Senin, 07 Oktober 2013

Hadits Mutawatir

BAB I
PENDAHULUAN

Eksistensi hadis sebagai sumber hukum Islam yang kedua setelah Al-Qur’an tidak dapat diragukan lagi. Namun karena proses transmisi hadis berbeda dengan proses Al-Qur’an, maka dalam proses penerimaannya tentu mengalami berbagai persoalan serius yang membedakannya dengan Al-Qur’an. Al-Qur’an tertransmisi  kepada ummat Islam dengan cara mutawatir. Selain itu, dari sisi kodifikasi, masa pengkodifikasian hadist jauh lebih lama setelah Nabi wafat dibandingkan dengan Al-Qur’an. Hadist dikodifikasi pada awal abad kedua Hijriyah, sedangkan Al-Qur’an sudah dibukukan pada sekitar tahun 22 Hijriyah. Disinyalir pula, sebelum Nabi wafat, posisi dan sistematika Al-Qur’an telah tersusun dengan bak. Kondisi ini sangat berbeda dengan apa yang dialami hadist.

Terapkan Bacaan Anda:
**A.** Tuliskan kembali seluruh bagian bacaan tentang hadis mutawatir, mulai dari "Eksistensi hadis sebagai" terus sampai "yang dialami hadist.".
**B.** Berikan lanjutan bacaan tentang hadis mutawatir sesudah kalimat terakhirnya.
Daftar berikut tidak berhubungan dengan bacaan di atas.

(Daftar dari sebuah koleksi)
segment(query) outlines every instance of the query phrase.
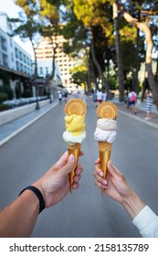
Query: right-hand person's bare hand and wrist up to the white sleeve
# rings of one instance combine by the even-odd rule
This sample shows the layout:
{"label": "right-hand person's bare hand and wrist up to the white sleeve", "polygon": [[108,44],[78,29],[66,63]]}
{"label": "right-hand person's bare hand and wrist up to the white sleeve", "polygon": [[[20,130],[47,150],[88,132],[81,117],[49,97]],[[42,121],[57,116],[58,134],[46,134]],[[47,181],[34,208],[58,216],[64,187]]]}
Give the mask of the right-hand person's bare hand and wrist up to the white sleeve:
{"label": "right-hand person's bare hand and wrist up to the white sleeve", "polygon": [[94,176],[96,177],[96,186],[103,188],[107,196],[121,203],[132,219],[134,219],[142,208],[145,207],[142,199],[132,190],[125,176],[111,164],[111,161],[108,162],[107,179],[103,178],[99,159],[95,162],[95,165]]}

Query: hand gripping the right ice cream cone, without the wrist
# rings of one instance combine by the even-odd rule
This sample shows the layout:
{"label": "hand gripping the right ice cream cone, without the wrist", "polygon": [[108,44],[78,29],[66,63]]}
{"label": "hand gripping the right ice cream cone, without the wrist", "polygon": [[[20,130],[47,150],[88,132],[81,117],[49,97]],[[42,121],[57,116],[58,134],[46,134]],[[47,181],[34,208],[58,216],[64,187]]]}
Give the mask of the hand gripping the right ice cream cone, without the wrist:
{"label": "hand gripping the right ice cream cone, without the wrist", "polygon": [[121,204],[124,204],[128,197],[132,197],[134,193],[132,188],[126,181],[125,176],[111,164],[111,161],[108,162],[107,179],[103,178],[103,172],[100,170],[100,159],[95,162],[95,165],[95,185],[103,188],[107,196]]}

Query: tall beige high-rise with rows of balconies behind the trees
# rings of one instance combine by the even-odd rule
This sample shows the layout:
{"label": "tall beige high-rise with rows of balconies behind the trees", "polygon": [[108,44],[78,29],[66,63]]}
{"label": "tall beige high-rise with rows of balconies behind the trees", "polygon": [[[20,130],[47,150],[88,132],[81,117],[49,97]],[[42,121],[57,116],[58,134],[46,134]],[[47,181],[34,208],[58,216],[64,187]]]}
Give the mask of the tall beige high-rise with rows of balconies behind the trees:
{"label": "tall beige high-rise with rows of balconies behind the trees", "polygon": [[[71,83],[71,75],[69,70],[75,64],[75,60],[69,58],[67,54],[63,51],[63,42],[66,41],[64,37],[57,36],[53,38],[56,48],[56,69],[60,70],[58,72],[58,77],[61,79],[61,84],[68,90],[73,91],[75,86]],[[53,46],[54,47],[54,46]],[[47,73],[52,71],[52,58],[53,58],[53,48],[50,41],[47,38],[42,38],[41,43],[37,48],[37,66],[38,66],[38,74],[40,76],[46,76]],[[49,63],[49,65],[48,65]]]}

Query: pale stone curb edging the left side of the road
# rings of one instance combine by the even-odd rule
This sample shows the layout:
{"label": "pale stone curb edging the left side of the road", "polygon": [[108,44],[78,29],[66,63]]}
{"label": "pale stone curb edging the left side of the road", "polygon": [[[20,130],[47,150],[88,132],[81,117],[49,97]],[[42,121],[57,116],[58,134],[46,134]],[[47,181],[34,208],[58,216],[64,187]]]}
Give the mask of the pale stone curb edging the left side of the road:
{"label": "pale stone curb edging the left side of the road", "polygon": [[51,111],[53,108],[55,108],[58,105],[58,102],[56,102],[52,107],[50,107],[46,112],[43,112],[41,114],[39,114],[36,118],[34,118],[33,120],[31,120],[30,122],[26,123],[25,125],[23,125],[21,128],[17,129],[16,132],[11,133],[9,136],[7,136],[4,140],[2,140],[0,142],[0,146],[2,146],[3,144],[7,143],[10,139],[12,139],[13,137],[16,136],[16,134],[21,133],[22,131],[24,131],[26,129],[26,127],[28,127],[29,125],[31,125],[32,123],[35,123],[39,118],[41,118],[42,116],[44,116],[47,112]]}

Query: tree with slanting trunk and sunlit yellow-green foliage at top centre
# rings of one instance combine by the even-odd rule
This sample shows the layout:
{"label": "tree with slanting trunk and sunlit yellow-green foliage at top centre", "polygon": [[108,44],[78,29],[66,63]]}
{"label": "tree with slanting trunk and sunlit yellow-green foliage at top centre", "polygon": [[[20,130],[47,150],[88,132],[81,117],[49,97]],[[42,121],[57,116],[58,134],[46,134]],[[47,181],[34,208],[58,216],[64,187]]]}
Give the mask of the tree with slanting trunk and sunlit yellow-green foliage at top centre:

Jawaban:
**A.**
Eksistensi hadis sebagai sumber hukum Islam yang kedua setelah Al-Qur’an tidak dapat diragukan lagi. Namun karena proses transmisi hadis berbeda dengan proses Al-Qur’an, maka dalam proses penerimaannya tentu mengalami berbagai persoalan serius yang membedakannya dengan Al-Qur’an. Al-Qur’an tertransmisi  kepada ummat Islam dengan cara mutawatir. Selain itu, dari sisi kodifikasi, masa pengkodifikasian hadist jauh lebih lama setelah Nabi wafat dibandingkan dengan Al-Qur’an. Hadist dikodifikasi pada awal abad kedua Hijriyah, sedangkan Al-Qur’an sudah dibukukan pada sekitar tahun 22 Hijriyah. Disinyalir pula, sebelum Nabi wafat, posisi dan sistematika Al-Qur’an telah tersusun dengan bak. Kondisi ini sangat berbeda dengan apa yang dialami hadist.

**B.**
Untuk kepentingan netralisasi dan sterelisasi hadist, dalam proses dan perkembangan selanjutnya para ulama hadist melakukan upaya serius berupa penyeleksian terhadap hadist dengan menilai para perawi hadist dari berbagai thabaqat secara ketat. Setelah proses ini pun dilalui, hadist tidak secara otomatis selamat dan langsung dipakai atau dijadikan rujukan dalam penetapan hukum Islam. Hadist terus dievaluasi sehingga nyaris tidak ada suatu disiplin ilmu yang tingkat kehati-hatiannya dalam merujuk sumber, seteliti seperti yang dialami ilmu hadist. Para filosof misalnya, sering merujuk pendapat Plato dan Aristoteles dalam berbagai bentuknya. Tetapi sedikit yang dapat ditemukan dari berbagai pendapat itu yang struktur transmisinya dapat dipertanggung jawabkan sehingga abash bahwa pendapat itu betul bersumber dari Plato atau Aristoteles.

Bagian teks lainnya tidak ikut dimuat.